── Given passage ──

In light of the foregoing, it is reasonable to assume that attacking innocent civilians, including children, notably the use of petrol bombs, establishes an intent to cause death or serious injury. In this case, since the attacks were aimed at preventing the population, including opposition members and supporters, from gathering, and even exercising their right to vote, I am of the opinion that they were intentional. Regarding the BNP’s degree of control over the actions of its members, including those of the JCD, I am of the opinion that intent can be communicated not just by issuing orders, giving speeches or establishing a code of conduct. It can also be communicated by condoning and allowing violent acts, like the ones established by the evidence on the record. Considering that such attacks were publicly documented, including over several years, but were not denounced by the party’s leaders, and considering that those responsible did not face any sanctions, especially during the BNP’s time in power, I cannot conclude that the organization lacks intent. Accordingly, I am of the opinion that, by committing attacks, thereby carrying out violent acts causing death and serious injury, with the intent of suppressing its political rivals and opponents, the BNP has engaged in terrorism.

───
── Data lines ──

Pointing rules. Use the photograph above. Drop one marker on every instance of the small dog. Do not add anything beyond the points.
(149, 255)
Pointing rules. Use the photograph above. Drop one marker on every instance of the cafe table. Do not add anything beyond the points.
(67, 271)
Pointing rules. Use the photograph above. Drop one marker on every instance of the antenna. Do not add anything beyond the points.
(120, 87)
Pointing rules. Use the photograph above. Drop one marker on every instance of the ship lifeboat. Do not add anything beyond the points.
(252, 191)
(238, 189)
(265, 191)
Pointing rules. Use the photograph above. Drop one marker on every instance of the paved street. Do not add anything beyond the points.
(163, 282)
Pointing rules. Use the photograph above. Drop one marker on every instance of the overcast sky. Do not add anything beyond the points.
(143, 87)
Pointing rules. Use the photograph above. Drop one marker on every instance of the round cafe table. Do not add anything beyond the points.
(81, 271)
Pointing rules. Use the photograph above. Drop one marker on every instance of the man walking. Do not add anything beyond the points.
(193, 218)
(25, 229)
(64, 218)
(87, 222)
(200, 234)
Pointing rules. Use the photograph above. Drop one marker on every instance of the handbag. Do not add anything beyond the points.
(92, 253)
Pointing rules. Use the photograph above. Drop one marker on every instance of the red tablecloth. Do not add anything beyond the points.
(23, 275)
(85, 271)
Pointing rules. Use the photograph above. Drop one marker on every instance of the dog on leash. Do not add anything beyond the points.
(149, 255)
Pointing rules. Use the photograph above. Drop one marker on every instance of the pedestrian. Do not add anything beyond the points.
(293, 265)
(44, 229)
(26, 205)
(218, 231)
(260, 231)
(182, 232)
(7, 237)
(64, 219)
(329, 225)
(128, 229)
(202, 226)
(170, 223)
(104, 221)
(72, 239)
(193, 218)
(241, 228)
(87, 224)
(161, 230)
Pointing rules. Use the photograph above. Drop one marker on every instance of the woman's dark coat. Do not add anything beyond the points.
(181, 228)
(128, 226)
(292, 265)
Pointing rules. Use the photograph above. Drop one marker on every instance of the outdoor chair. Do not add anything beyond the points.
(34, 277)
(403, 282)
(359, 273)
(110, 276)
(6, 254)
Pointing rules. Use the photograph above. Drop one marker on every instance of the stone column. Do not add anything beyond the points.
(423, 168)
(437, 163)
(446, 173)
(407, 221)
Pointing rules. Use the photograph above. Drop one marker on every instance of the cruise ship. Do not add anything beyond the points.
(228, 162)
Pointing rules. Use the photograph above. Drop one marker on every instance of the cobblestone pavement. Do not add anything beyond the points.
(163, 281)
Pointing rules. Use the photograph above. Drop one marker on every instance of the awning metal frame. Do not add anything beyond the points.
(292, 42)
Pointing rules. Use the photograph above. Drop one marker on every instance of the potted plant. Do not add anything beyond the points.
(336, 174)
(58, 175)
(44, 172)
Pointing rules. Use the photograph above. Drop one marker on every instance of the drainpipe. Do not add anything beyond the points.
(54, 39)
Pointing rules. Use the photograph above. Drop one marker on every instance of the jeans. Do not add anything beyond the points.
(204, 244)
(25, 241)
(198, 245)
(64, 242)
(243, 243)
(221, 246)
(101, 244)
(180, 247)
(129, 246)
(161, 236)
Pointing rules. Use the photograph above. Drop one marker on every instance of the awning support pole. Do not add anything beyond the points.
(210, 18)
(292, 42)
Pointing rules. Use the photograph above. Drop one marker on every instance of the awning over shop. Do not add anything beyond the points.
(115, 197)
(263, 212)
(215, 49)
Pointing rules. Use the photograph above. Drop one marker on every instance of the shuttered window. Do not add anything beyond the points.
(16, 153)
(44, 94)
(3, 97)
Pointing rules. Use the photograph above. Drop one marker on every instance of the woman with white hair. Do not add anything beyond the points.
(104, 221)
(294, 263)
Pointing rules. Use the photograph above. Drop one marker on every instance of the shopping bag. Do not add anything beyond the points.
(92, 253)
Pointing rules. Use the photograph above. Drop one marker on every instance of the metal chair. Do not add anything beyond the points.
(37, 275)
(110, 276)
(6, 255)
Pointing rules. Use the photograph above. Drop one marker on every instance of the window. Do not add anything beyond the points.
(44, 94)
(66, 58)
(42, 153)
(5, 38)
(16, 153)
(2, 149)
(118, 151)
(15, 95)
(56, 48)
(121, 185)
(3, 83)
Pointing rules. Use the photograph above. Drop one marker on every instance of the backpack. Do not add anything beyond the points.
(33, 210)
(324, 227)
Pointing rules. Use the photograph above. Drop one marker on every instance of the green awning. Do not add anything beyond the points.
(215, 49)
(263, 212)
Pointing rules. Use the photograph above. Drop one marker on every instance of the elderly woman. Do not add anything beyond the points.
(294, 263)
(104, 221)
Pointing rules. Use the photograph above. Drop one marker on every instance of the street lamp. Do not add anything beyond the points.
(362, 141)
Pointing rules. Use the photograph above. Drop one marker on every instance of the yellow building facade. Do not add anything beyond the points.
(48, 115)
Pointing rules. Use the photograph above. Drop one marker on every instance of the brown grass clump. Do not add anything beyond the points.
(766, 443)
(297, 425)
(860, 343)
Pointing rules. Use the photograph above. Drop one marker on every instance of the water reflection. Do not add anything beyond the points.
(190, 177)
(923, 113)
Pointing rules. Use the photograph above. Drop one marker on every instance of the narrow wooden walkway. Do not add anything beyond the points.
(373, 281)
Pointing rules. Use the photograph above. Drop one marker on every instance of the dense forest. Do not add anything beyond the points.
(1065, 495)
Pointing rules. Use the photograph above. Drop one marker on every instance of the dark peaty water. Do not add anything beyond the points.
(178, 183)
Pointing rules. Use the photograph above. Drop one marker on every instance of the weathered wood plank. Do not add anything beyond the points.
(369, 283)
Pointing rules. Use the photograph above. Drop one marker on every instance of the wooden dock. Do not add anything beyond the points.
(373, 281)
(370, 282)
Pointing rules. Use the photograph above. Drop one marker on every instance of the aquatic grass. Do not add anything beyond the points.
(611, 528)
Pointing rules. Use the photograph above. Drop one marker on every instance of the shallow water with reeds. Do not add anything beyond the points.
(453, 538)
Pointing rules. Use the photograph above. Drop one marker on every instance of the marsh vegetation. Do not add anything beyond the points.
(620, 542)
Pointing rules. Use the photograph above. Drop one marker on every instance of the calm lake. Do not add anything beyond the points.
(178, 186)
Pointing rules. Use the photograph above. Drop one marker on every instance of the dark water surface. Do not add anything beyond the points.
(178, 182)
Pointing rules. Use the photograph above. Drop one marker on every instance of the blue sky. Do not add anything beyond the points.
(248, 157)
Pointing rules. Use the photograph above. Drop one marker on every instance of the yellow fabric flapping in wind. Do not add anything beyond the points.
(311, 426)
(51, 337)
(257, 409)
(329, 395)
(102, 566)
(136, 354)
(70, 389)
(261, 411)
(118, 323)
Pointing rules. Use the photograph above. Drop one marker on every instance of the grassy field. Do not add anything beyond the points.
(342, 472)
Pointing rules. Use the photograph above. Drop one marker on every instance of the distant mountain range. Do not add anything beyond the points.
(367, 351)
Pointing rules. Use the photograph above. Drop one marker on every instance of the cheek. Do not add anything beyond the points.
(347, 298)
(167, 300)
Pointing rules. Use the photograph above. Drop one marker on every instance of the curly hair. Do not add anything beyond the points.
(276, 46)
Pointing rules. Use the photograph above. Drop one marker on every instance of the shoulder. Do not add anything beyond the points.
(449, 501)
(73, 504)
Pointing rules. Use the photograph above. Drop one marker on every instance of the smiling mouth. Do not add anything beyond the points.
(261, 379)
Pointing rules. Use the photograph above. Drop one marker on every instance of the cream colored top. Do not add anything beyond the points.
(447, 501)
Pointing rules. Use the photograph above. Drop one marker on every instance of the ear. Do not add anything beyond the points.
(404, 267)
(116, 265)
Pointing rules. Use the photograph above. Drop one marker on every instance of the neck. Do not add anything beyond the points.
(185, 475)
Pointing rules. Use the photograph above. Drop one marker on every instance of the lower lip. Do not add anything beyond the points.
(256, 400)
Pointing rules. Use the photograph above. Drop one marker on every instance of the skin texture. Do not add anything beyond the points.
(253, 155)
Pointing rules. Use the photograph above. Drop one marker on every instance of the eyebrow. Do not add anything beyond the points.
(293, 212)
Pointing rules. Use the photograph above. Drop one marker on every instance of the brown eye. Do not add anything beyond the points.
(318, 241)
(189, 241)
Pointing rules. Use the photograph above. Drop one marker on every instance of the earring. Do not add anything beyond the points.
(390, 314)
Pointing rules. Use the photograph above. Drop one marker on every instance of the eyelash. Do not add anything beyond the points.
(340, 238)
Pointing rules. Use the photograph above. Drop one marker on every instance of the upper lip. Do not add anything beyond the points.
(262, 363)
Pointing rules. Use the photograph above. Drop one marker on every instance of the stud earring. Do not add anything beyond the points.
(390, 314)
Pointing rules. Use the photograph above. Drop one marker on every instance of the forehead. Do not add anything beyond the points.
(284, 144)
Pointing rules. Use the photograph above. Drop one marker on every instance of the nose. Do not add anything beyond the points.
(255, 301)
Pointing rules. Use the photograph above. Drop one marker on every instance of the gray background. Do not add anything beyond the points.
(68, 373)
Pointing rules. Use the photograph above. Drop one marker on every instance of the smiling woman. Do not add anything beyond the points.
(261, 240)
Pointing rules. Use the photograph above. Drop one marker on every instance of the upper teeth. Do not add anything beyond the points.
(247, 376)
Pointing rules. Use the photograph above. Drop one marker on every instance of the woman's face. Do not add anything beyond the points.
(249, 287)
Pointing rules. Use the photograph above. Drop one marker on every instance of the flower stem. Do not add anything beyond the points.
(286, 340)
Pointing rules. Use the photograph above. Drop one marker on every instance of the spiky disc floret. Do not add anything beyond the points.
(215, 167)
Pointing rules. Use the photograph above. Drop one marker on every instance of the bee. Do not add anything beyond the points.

───

▸ Prompt 1
Translate this sentence from the passage on the BNP's intent into Spanish: "It can also be communicated by condoning and allowing violent acts, like the ones established by the evidence on the record."
▸ Prompt 2
Carry on the passage about whether the BNP engaged in terrorism, starting right after its last sentence.
The material shown above comes from a separate source.

▸ Task result 1
También puede comunicarse al tolerar y permitir actos violentos, como los que quedan establecidos por las pruebas que constan en el expediente.

▸ Task result 2
V. Issue and Standard of Review
[12] The sole substantive issue for this Court’s determination is whether the Decision is reasonable. The applicable standard of review is reasonableness (Canada (Minister of Citizenship and Immigration) v Vavilov, 2019 SCC 65 [Vavilov] at paras 16-17; Chowdhury v Canada (Citizenship and Immigration), 2022 FC 311 [Chowdhury (2022)] at para 7).
VI. Analysis
[13] The Applicant’s submissions related to the reasonableness of the Decision fall into two categories: (a) the temporality of the BNP’s actions in relation to the Applicant’s period of membership from 2008 to 2012; and (b) the intent of the BNP to commit terrorist acts.
[14] My decision to allow this application for judicial review turns on the Applicant’s arguments surrounding the temporal aspect of the Officer’s analysis, including how that aspect affected the Officer’s analysis of the BNP’s intent. The Applicant argues that, after concluding that the Applicant was a member of the BNP from 2008 to 2012, the Officer erred by taking into account events not only before or during, but also after, that period in finding that the BNP was engaged in terrorist acts. Before turning to the parties’ arguments on this issue, it is useful to canvass briefly some of the governing jurisprudence, the effect of which the parties mostly (but not entirely) agree upon.
[15] In Yamani v Canada (Public Safety and Emergency Preparedness), 2006 FC 1457 [Yamani], a decision considered by the Officer, Justice Judith Snider found that there is no temporal component to the analysis required under paragraph 34(1)(f). The question is whether the individual is or has been a member of the relevant organization. There need not be a matching of the individual’s active membership with when the organization carried out its terrorist acts (at paras 11-12).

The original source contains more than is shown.